■ STATED EXERCISE ■
In the records below, locate the line containing "the small green"; output that line and every following line through the last, exactly.

■ INPUT FOR THIS TASK ■
--- begin ---
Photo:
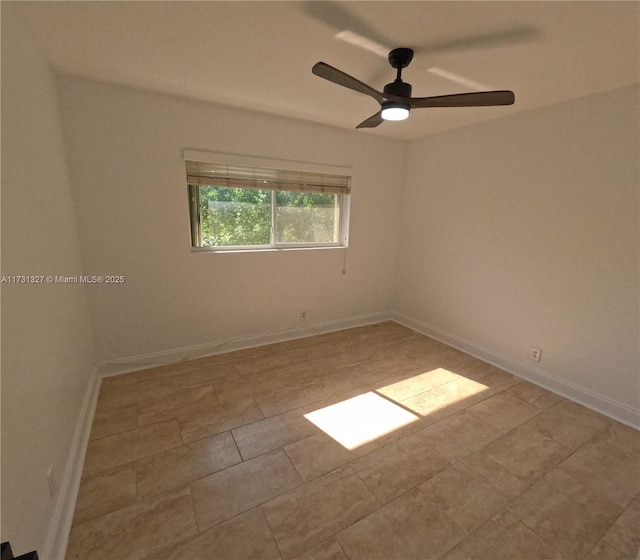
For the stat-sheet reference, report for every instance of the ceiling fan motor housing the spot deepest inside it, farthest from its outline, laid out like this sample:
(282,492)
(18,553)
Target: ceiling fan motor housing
(399,89)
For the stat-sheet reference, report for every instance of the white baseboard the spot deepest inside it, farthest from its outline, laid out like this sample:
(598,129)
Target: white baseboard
(55,545)
(604,405)
(143,361)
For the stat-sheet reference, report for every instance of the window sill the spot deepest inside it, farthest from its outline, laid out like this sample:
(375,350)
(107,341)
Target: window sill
(208,250)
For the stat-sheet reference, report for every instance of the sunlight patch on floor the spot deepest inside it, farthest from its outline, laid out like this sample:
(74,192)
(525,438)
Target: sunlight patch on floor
(359,420)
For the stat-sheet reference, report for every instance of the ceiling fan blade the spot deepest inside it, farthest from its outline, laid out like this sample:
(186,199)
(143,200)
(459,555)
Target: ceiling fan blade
(372,121)
(475,99)
(339,77)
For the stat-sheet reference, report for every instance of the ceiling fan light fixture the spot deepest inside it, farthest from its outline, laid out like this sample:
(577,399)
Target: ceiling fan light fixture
(394,112)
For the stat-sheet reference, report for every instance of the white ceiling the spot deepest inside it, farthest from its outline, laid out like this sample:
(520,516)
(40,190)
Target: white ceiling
(258,55)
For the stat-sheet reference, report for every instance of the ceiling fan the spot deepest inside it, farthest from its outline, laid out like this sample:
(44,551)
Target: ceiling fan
(395,99)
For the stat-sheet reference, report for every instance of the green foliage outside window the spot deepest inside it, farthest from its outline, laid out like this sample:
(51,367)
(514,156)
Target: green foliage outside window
(236,217)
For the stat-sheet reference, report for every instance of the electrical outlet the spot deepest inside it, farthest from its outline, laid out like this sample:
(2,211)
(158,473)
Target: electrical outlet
(52,487)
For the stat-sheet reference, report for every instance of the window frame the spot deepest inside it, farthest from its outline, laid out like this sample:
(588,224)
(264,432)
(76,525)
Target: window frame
(195,217)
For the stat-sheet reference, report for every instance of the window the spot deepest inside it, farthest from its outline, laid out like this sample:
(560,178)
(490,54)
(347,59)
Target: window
(241,207)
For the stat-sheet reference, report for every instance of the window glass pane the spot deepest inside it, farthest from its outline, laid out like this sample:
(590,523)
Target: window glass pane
(235,216)
(307,217)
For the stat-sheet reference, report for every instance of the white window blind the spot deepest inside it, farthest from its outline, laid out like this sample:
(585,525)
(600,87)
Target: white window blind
(246,177)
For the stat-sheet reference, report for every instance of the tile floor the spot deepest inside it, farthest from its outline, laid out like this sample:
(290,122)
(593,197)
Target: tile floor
(215,459)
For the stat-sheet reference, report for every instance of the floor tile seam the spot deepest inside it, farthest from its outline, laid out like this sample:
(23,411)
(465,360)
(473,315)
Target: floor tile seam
(133,462)
(608,543)
(186,418)
(520,422)
(266,520)
(179,417)
(137,502)
(171,420)
(569,497)
(550,544)
(295,408)
(601,472)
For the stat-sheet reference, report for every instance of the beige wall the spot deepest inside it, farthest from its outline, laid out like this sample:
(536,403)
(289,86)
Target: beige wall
(125,153)
(47,355)
(505,235)
(524,232)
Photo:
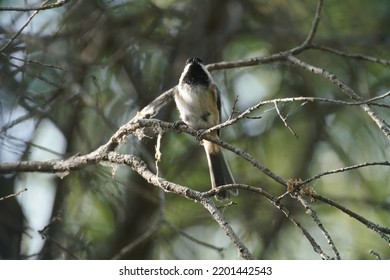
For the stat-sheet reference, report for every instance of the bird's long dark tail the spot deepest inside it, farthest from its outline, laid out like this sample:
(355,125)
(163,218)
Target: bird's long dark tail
(219,170)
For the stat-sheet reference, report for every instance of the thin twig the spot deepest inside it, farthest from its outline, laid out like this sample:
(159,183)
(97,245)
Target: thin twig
(382,231)
(278,205)
(44,6)
(343,169)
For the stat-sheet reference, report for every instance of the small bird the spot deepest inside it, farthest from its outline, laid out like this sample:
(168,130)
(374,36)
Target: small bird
(199,103)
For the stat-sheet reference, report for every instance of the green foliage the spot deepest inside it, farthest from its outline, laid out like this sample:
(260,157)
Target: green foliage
(103,61)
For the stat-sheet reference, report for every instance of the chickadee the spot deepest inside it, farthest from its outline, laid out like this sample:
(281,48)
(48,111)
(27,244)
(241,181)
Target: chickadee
(199,103)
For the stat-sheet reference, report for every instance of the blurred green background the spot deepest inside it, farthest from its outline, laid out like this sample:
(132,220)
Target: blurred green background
(78,72)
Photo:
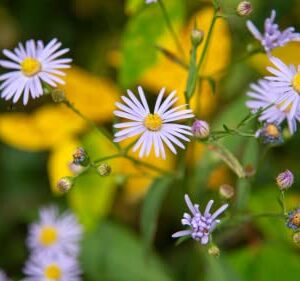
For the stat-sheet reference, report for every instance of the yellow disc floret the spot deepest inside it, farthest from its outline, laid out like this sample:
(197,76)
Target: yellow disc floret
(48,236)
(30,66)
(153,122)
(52,272)
(272,130)
(296,82)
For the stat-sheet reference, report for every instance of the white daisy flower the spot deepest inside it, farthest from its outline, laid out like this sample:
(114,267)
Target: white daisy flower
(157,128)
(32,65)
(55,233)
(43,267)
(279,108)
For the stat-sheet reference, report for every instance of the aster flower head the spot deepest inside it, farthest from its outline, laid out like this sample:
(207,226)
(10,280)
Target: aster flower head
(44,267)
(55,233)
(285,180)
(31,65)
(293,219)
(272,37)
(270,133)
(277,106)
(157,128)
(201,225)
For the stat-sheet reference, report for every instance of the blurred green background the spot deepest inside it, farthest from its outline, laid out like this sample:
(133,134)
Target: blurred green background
(115,41)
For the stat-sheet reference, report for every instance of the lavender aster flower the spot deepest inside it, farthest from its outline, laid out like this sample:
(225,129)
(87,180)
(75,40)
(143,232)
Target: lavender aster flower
(157,128)
(201,225)
(285,180)
(32,65)
(41,267)
(272,36)
(278,106)
(293,219)
(55,233)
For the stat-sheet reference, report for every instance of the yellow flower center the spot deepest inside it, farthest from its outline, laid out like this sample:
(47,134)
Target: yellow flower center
(296,82)
(287,109)
(52,272)
(153,122)
(272,130)
(296,219)
(30,66)
(48,236)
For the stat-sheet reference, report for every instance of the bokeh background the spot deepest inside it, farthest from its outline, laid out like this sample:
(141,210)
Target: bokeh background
(114,47)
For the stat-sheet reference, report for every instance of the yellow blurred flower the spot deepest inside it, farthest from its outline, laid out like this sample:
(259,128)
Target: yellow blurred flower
(167,73)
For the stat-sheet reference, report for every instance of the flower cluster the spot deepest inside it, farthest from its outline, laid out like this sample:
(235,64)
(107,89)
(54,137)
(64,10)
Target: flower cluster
(201,225)
(54,246)
(272,37)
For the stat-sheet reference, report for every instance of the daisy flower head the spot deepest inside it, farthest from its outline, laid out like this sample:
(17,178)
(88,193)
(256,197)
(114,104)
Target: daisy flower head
(155,129)
(276,106)
(44,267)
(31,65)
(55,233)
(272,37)
(200,225)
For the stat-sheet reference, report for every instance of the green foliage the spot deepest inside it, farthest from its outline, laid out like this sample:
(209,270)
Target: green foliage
(140,37)
(112,253)
(151,208)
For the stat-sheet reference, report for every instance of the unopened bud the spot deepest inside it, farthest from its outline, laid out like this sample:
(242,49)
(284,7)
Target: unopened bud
(197,36)
(296,238)
(214,251)
(226,191)
(65,184)
(104,170)
(249,170)
(80,157)
(285,180)
(200,129)
(58,95)
(244,8)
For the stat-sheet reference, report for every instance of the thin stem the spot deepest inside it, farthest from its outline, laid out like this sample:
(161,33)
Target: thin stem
(102,131)
(147,165)
(170,27)
(207,41)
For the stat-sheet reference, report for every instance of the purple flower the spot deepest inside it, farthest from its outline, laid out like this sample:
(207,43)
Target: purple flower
(285,180)
(272,36)
(293,219)
(201,225)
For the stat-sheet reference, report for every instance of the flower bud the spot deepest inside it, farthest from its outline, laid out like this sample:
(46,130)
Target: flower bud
(80,157)
(197,36)
(104,170)
(214,251)
(296,238)
(58,95)
(244,8)
(200,129)
(226,191)
(65,184)
(285,180)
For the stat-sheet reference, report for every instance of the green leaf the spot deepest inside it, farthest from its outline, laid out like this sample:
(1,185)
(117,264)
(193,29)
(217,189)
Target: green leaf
(140,37)
(112,253)
(151,208)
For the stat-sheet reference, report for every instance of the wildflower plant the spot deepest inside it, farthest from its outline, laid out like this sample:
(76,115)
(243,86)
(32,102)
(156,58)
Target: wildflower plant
(162,144)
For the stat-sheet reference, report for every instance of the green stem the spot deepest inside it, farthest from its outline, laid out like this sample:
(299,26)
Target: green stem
(207,41)
(102,131)
(147,165)
(170,27)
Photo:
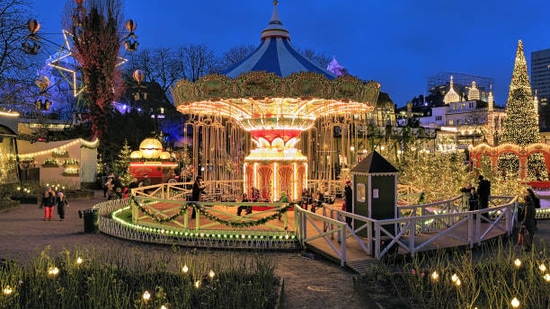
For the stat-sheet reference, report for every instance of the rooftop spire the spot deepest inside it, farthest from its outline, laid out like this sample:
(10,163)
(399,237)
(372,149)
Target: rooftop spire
(275,27)
(451,95)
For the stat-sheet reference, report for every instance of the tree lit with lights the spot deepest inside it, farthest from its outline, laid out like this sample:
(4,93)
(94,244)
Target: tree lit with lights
(521,125)
(521,122)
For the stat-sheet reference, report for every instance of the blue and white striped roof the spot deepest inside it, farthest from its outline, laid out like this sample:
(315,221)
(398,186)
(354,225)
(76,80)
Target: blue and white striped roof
(276,55)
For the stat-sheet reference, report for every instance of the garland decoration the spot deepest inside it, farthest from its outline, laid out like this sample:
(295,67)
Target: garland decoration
(202,210)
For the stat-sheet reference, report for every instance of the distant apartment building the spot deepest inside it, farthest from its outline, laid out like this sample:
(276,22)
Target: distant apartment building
(540,83)
(471,117)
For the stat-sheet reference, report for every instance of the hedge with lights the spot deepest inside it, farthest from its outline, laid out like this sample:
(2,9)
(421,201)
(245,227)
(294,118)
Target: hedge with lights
(201,210)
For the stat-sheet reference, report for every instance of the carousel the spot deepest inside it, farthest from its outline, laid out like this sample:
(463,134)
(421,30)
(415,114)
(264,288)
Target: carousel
(276,120)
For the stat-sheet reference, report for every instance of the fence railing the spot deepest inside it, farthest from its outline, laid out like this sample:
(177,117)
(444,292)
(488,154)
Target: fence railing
(375,237)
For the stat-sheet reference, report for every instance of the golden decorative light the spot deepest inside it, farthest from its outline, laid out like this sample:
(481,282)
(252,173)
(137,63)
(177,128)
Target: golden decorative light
(515,303)
(135,154)
(150,148)
(146,296)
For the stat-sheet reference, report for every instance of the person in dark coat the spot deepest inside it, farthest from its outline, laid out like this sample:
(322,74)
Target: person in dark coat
(196,192)
(348,198)
(62,203)
(48,202)
(528,220)
(470,198)
(483,192)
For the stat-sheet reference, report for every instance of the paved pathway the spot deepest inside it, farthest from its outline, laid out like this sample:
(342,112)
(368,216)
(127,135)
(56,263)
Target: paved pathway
(308,283)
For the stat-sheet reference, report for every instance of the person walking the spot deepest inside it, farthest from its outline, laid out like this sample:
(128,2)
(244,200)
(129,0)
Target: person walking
(48,202)
(483,192)
(528,226)
(469,199)
(241,208)
(196,192)
(348,200)
(62,203)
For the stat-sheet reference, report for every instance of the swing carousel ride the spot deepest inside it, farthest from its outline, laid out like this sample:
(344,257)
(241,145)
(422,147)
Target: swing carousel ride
(295,121)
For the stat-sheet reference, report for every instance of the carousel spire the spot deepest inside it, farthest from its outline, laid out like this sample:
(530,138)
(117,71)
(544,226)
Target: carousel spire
(275,27)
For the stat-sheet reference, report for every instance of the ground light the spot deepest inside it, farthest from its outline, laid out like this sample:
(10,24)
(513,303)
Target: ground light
(515,303)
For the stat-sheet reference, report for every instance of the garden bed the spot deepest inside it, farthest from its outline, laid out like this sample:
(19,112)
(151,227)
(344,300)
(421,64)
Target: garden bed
(80,194)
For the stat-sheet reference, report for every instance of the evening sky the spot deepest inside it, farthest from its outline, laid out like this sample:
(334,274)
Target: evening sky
(399,43)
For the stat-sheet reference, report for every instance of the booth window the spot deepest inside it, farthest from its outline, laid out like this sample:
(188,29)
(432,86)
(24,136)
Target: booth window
(361,192)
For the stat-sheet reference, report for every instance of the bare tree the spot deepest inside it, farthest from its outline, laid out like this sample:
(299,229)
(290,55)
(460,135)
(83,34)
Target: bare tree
(17,70)
(196,61)
(235,55)
(159,65)
(95,28)
(321,60)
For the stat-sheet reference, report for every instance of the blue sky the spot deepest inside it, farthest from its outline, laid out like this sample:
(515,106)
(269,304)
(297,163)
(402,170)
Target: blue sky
(399,43)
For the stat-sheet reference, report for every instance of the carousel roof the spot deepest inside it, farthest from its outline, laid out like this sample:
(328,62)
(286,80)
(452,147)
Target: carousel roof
(276,55)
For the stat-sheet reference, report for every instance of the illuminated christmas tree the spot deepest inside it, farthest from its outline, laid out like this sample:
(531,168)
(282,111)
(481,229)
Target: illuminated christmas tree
(521,123)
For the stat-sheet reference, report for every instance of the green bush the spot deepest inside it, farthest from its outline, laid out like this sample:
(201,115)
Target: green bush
(490,277)
(122,279)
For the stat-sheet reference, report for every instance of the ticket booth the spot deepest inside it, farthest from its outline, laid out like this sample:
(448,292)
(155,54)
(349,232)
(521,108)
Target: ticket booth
(375,190)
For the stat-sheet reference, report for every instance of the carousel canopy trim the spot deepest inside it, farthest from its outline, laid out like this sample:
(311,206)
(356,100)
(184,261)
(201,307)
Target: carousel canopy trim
(260,95)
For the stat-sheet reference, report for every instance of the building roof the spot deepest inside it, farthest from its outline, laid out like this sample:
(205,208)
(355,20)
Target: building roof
(276,55)
(374,163)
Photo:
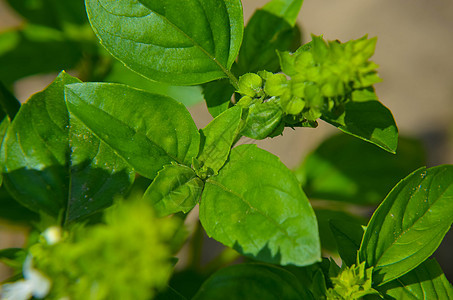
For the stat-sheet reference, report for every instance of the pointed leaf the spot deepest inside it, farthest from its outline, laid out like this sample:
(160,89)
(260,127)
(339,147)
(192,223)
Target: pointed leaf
(264,34)
(427,281)
(147,130)
(179,42)
(35,150)
(43,49)
(410,224)
(218,137)
(256,206)
(97,173)
(252,281)
(348,236)
(366,118)
(344,168)
(218,95)
(176,188)
(287,9)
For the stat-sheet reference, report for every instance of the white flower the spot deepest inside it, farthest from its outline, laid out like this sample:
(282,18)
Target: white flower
(34,284)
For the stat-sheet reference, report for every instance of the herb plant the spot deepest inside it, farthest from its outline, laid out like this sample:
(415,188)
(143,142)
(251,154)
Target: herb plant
(76,148)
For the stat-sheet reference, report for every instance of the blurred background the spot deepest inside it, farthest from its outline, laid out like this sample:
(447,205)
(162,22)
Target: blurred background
(414,52)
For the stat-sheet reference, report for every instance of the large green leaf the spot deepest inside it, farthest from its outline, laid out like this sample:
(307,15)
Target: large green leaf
(252,281)
(176,188)
(218,137)
(187,95)
(35,150)
(218,95)
(267,31)
(410,224)
(33,50)
(179,42)
(52,13)
(256,205)
(51,163)
(286,9)
(427,281)
(366,118)
(348,236)
(344,168)
(146,130)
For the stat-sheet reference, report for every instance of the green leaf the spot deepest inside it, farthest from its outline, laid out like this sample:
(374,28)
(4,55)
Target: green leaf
(427,281)
(97,173)
(179,42)
(12,211)
(287,9)
(252,281)
(262,120)
(348,236)
(176,188)
(35,150)
(344,168)
(410,224)
(50,13)
(265,33)
(218,137)
(43,49)
(366,118)
(187,95)
(218,95)
(8,103)
(256,206)
(146,130)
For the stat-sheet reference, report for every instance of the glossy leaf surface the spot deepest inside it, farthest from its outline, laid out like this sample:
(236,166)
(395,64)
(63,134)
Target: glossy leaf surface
(146,130)
(218,95)
(176,188)
(427,281)
(218,137)
(344,168)
(45,50)
(35,150)
(265,33)
(256,206)
(366,118)
(286,9)
(252,281)
(179,42)
(410,224)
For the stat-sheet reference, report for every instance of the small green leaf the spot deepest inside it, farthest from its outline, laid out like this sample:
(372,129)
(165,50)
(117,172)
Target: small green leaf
(35,150)
(427,281)
(286,9)
(256,206)
(266,32)
(187,95)
(176,188)
(55,14)
(348,236)
(344,168)
(366,118)
(146,130)
(252,281)
(179,42)
(218,95)
(410,224)
(262,120)
(218,137)
(44,50)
--- end ---
■ CORRECT RESULT ■
For the stat-sheet reference, report for every instance of the small green leaf the spot deepest inside it, farthest from its outline, laid out like this sample:
(372,129)
(165,50)
(117,172)
Target: small green leaf
(35,150)
(427,281)
(286,9)
(256,206)
(266,32)
(187,95)
(176,188)
(55,14)
(348,236)
(344,168)
(366,118)
(146,130)
(252,281)
(179,42)
(218,95)
(410,224)
(262,120)
(218,137)
(44,50)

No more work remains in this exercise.